___ TEXT SECTION ___
Given a realistic chiral Lagrangian of the skyrmion type, the question one can
ask is: How does a hadron propagate in a medium defined by a density
$\rho$, say ? The most obvious thing to do is then to write an effective
Lagrangian that has all the right symmetries of the original theory, QCD,
but suitable in the background defined in the presence of a medium.
In QCD, the quantity that reflects the background or the ``generalized vacuum"
is the quark condensate
and since the background is changed, we expect that the condensate would be
suitably changed. Let me denote the modified condensate by putting an asterisk
\be
\la \bar{q}q\ra^\star\neq \la\bar{q}q\ra_0, \ \ \ \rho\neq 0.
\ee
Since the condensate is modified, all the associated quantities such
as light-quark hadron masses, the pion decay constant $f_\pi$ etc. will
be suitably modified. I will denote them with an asterisk on top. By following
the strategy of preserving the same symmetry present in matter-free
space {\it except that asterisked parameters enter}, it is possible to
establish the scaling~\cite{BRscaling}
\be
m_V^\star/m_V\approx M_N^\star/m_N\approx m_\sigma^\star/m_\sigma\approx
f_\pi^\star/f_\pi\approx (\la \bar{q}q\ra^\star/ \la\bar{q}q\ra_0)^n\label{BR}
\ee
where the subscripts $V$, $\sigma$, and $N$ stand, respectively, for
(light-quark) vector
meson, scalar meson and nucleon fields and the index $n$ is some power that
depends on specific models (for the simplest
Skyrme model, $n=1$, for the NJL model,
$n=1/2$ etc.). An effective Lagrangian of the type (\ref{L}) with its
parameters given by (\ref{BR}) can then describe, at tree order, fluctuations
around the state defined by density $\rho$.
___ STORED DATA ___
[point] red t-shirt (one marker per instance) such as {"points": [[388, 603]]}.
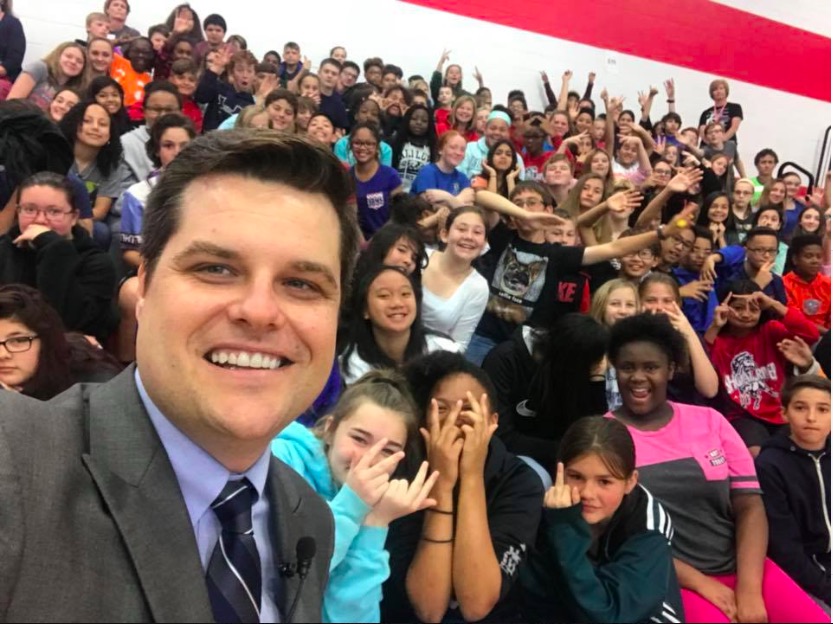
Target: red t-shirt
{"points": [[811, 298], [753, 370], [192, 112]]}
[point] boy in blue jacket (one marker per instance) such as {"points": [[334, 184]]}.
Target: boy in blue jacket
{"points": [[225, 99], [794, 472]]}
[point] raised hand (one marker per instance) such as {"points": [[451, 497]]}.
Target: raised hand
{"points": [[561, 496], [797, 352], [624, 201], [402, 498], [369, 478], [722, 313], [443, 444], [684, 180], [477, 432]]}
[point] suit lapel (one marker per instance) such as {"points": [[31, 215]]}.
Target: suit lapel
{"points": [[285, 503], [129, 466]]}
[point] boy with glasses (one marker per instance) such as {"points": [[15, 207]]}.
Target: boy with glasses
{"points": [[754, 260]]}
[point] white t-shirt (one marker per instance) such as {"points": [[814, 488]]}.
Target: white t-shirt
{"points": [[359, 367], [458, 315]]}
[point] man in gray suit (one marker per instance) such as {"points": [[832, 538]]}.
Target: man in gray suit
{"points": [[154, 497]]}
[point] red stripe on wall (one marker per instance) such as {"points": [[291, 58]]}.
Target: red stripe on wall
{"points": [[697, 34]]}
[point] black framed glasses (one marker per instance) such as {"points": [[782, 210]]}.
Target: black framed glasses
{"points": [[18, 344]]}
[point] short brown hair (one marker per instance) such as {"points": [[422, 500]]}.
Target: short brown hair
{"points": [[265, 155]]}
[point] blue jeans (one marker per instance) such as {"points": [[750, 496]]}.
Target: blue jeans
{"points": [[479, 347]]}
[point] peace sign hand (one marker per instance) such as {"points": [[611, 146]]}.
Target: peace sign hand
{"points": [[402, 498], [369, 480], [561, 496]]}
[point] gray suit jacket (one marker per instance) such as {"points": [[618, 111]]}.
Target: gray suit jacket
{"points": [[93, 526]]}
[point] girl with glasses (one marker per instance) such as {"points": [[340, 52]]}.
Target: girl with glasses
{"points": [[47, 249]]}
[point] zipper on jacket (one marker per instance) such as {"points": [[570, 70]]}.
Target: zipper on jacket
{"points": [[817, 462]]}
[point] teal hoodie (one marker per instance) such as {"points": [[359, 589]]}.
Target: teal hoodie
{"points": [[360, 562]]}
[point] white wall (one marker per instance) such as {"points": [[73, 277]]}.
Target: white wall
{"points": [[413, 38]]}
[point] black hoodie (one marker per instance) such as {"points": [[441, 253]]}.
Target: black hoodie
{"points": [[513, 505], [75, 276], [796, 485]]}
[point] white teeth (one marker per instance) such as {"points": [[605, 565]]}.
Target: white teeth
{"points": [[243, 359]]}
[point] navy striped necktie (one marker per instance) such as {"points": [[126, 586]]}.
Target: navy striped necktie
{"points": [[233, 577]]}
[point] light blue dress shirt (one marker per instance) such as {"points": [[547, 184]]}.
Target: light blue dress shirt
{"points": [[201, 479]]}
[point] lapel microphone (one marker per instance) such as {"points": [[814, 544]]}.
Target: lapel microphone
{"points": [[304, 554]]}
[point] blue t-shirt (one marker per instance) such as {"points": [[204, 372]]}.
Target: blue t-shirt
{"points": [[373, 198], [431, 177]]}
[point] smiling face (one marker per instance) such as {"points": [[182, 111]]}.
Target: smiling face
{"points": [[237, 323], [643, 371], [558, 173], [591, 193], [600, 164], [100, 54], [621, 303], [503, 158], [358, 432], [94, 130], [718, 212], [810, 220], [60, 105], [809, 417], [16, 369], [365, 146], [110, 99], [601, 492], [282, 115], [453, 151], [466, 237], [47, 200], [391, 303], [172, 142], [321, 129], [71, 62]]}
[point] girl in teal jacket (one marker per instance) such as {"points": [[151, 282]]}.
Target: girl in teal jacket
{"points": [[603, 552], [349, 458]]}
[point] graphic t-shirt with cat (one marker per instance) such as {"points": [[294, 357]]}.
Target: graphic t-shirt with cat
{"points": [[525, 283]]}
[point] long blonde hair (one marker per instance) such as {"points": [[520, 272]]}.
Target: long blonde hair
{"points": [[602, 295], [53, 66]]}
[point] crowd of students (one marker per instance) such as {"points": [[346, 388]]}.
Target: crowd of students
{"points": [[573, 333]]}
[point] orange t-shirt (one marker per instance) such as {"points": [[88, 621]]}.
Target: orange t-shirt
{"points": [[130, 80], [811, 298]]}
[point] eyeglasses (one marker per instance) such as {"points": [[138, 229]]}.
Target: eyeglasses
{"points": [[528, 203], [762, 251], [50, 212], [642, 254], [18, 344]]}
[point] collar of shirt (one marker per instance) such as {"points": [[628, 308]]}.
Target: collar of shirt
{"points": [[201, 477]]}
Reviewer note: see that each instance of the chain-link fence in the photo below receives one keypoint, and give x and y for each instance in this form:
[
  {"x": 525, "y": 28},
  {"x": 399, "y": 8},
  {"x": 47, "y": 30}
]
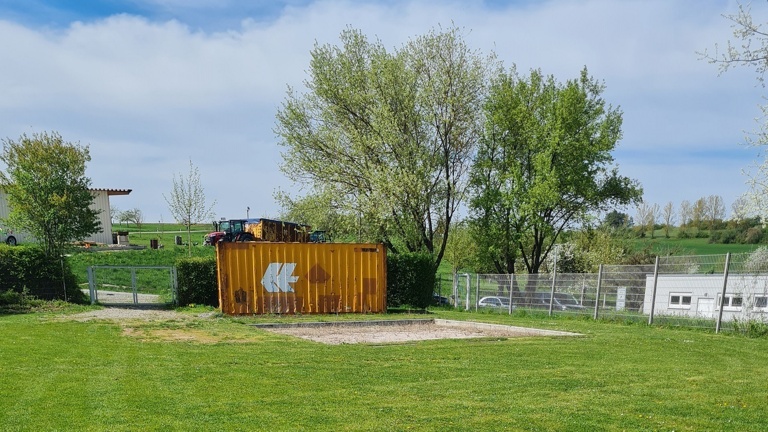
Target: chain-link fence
___
EXERCISE DIRECTIONS: Quote the text on hadrons in a dense medium between "Given a realistic" and "of a medium.", inclusive. The items have no role in this exercise.

SOLUTION TO THE EXERCISE:
Given a realistic chiral Lagrangian of the skyrmion type, the question one can
ask is: How does a hadron propagate in a medium defined by a density
$\rho$, say ? The most obvious thing to do is then to write an effective
Lagrangian that has all the right symmetries of the original theory, QCD,
but suitable in the background defined in the presence of a medium.